WHAT YOU WILL DO: Every line of the material below that holds the string "light" should be copied.

Segment Start: INFORMATION PROVIDED

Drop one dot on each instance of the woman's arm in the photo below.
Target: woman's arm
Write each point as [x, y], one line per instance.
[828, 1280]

Segment End: INFORMATION PROVIDED
Segment Start: INFORMATION PROVIDED

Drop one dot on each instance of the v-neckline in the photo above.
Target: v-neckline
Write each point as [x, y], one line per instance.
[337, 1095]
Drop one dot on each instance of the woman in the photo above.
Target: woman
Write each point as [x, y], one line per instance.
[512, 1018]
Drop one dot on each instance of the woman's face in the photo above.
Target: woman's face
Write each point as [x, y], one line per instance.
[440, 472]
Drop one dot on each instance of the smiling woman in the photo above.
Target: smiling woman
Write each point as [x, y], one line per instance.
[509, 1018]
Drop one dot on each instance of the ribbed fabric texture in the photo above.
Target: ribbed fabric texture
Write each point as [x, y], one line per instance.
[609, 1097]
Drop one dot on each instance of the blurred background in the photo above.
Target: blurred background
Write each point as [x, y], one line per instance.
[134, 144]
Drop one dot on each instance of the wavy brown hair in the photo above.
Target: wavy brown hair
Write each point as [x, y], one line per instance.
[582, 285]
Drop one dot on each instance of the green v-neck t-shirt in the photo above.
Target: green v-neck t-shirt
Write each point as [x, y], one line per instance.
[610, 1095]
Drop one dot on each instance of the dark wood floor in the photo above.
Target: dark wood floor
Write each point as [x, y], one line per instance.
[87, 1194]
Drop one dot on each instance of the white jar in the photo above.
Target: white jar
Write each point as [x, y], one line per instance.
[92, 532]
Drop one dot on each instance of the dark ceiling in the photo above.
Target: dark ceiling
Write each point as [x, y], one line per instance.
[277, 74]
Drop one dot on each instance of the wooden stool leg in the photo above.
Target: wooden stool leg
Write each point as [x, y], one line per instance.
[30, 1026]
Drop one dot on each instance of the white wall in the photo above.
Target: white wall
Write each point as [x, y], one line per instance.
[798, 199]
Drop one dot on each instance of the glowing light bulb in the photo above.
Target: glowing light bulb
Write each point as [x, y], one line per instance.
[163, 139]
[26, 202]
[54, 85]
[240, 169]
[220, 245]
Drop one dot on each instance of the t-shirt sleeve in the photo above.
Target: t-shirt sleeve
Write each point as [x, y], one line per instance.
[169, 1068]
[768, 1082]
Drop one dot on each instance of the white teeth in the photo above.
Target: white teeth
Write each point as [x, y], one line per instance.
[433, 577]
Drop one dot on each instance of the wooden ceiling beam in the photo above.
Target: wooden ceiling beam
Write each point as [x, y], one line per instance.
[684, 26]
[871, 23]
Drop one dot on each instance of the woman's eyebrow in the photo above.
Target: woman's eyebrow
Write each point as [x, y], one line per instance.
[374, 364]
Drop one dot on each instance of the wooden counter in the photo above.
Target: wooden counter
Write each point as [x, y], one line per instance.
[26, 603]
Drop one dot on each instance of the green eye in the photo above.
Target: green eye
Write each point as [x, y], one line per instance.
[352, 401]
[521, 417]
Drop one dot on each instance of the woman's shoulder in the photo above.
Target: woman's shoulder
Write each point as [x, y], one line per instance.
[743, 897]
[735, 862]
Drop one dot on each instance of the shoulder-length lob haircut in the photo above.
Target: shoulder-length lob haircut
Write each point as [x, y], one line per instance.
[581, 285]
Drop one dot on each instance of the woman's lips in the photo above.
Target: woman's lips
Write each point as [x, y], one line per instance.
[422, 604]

Segment End: INFORMATION PROVIDED

RESPONSE AREA:
Drop one dot on each instance of the glowing light bulb in the photo above.
Target: glowing light bulb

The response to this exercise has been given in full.